- TO DO
Among the entries below, how many lines include "dark"? Give the number alone.

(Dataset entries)
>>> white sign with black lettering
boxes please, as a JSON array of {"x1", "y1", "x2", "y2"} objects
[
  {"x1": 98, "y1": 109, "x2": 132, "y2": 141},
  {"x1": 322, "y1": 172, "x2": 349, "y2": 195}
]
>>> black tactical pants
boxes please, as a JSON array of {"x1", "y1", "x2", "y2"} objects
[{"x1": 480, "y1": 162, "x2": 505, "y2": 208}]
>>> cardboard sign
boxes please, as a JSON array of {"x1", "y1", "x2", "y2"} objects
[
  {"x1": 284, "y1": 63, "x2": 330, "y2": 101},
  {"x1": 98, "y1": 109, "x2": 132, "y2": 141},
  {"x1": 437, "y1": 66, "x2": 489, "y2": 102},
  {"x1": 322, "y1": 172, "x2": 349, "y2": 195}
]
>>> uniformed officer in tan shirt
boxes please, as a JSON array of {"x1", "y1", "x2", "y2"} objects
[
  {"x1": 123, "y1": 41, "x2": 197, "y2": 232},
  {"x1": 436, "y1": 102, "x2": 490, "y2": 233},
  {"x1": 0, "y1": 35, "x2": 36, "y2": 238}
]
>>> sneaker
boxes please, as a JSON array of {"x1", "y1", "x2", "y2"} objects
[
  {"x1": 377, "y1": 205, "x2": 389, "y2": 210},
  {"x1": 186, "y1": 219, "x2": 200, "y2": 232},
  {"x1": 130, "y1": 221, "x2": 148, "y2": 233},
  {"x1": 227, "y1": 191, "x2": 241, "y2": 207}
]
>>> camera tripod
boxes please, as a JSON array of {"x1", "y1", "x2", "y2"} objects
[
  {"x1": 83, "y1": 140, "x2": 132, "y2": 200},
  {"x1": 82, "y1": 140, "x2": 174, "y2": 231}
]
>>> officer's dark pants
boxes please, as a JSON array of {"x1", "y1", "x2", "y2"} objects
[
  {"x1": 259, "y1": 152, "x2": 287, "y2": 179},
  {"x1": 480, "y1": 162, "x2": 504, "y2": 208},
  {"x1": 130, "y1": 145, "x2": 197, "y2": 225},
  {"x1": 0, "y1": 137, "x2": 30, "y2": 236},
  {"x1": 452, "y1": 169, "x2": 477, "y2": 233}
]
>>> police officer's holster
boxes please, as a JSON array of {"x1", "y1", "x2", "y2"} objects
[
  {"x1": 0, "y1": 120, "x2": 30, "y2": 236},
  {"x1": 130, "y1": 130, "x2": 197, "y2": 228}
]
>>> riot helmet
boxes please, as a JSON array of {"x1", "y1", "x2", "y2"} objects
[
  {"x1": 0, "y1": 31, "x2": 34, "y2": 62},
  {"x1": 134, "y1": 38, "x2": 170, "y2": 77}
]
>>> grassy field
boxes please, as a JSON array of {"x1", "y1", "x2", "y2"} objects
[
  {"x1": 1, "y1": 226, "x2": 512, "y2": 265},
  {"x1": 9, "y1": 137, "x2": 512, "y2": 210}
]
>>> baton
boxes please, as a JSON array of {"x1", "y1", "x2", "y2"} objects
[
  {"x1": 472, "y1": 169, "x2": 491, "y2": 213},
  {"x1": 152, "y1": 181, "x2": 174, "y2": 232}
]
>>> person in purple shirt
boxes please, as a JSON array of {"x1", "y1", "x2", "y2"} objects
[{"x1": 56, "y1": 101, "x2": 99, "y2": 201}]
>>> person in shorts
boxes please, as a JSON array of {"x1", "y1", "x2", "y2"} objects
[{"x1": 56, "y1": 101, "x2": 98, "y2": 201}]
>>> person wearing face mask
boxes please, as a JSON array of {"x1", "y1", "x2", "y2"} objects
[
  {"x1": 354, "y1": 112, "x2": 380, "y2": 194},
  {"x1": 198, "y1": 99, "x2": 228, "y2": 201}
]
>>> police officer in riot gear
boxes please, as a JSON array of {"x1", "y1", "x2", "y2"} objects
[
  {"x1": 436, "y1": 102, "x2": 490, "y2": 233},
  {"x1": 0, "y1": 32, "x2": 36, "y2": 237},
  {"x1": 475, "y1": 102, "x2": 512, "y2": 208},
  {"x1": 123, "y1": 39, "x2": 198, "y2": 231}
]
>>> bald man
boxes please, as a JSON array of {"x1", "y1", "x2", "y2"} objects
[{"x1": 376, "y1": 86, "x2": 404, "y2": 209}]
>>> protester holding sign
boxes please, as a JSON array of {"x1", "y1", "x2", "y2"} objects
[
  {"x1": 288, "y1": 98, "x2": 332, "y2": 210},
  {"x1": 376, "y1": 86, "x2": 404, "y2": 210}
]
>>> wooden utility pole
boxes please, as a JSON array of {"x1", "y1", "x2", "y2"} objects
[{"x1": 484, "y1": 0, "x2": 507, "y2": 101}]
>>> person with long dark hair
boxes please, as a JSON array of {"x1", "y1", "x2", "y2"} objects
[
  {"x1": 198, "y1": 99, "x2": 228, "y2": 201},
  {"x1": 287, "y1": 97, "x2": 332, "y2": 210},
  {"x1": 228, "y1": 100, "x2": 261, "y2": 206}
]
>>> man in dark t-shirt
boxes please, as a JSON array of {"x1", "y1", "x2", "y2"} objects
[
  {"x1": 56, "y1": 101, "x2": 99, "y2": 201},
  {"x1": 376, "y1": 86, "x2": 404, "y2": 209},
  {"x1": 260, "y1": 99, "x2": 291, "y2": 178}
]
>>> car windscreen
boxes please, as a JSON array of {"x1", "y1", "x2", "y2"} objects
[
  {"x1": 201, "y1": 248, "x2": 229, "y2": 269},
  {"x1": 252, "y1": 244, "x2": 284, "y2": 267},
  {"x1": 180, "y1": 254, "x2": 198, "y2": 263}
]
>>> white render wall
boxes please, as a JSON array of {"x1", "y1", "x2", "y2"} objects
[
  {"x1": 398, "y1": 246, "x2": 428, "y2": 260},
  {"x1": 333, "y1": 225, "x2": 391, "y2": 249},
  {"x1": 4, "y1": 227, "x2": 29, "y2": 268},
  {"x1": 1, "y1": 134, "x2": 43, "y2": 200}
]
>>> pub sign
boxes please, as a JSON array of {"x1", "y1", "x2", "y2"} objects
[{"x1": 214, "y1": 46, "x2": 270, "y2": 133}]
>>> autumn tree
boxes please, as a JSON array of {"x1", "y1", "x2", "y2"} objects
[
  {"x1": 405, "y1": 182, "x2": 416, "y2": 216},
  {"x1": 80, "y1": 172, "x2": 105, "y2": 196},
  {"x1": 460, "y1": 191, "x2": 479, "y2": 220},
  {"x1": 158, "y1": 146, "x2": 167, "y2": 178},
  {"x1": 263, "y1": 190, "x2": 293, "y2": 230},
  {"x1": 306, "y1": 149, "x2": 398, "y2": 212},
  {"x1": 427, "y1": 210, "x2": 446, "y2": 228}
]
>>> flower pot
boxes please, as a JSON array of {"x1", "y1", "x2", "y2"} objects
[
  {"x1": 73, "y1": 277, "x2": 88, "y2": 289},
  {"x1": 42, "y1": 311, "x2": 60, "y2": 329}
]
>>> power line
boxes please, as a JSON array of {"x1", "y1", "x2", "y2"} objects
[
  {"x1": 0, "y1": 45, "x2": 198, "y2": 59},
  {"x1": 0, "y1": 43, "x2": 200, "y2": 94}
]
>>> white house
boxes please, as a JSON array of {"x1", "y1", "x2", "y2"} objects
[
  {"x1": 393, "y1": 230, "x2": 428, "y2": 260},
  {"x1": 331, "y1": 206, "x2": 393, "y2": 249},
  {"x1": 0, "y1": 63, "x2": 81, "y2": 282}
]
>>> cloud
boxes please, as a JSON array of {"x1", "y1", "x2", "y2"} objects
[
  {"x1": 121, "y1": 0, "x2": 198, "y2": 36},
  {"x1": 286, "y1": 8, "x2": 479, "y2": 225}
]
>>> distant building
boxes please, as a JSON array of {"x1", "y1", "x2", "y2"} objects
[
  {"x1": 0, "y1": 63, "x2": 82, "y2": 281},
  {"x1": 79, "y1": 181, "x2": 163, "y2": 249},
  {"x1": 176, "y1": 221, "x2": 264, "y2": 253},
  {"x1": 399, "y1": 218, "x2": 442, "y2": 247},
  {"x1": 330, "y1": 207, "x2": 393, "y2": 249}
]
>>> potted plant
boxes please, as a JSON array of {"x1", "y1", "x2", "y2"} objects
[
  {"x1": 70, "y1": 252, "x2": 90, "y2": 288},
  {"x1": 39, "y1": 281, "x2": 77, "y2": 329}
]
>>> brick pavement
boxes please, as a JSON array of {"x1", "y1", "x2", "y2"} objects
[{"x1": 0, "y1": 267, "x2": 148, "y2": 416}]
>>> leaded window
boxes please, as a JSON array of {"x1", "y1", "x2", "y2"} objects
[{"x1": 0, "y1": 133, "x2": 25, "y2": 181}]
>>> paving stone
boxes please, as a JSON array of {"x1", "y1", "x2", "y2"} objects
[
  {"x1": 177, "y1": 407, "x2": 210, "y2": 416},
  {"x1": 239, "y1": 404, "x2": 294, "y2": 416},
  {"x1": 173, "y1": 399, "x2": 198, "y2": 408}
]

- SOLUTION FOR THIS TASK
3